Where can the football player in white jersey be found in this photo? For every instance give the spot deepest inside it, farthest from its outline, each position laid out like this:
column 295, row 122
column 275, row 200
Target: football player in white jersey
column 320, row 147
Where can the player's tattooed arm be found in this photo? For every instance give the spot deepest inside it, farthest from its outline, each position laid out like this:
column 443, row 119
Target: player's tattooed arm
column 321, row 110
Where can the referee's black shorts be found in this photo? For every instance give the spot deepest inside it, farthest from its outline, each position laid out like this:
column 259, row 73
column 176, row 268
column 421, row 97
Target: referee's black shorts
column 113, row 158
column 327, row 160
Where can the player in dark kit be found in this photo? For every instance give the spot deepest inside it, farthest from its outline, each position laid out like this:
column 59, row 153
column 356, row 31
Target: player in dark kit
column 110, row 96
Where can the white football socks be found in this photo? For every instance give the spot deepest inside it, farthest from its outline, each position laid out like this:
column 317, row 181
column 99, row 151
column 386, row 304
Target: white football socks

■ PROBLEM DESCRIPTION ■
Please update all the records above by changing each "football" to "soccer", keeping everything else the same.

■ RESULT FOR THIS TASK ■
Where can the soccer player in white jersey be found in this photo? For every instance give the spot deepest inside it, farthest from its outline, each position laid out like this:
column 295, row 122
column 275, row 200
Target: soccer player in white jersey
column 320, row 147
Where can the player's tattooed arm be found in this photo? For every instance give the spot deepest inside it, farthest from its outline, each position laid out like this:
column 443, row 119
Target: player's tattooed arm
column 321, row 110
Where can the referee's black shorts be found in this photo? For every instance give the spot deepest inside it, farthest from its outline, each position laid out like this:
column 259, row 73
column 176, row 268
column 421, row 97
Target: referee's black shorts
column 113, row 158
column 327, row 160
Where can the player in dark kit be found in this photo? For every instance give the spot deepest inside it, farthest from its outline, each position laid out like this:
column 59, row 153
column 356, row 31
Target: player in dark kit
column 110, row 96
Where can the white soccer socks be found in this photo? For every instance give the spot deepest inside it, farthest from its outline, each position laid out like this:
column 317, row 181
column 99, row 151
column 386, row 304
Target: white soccer socks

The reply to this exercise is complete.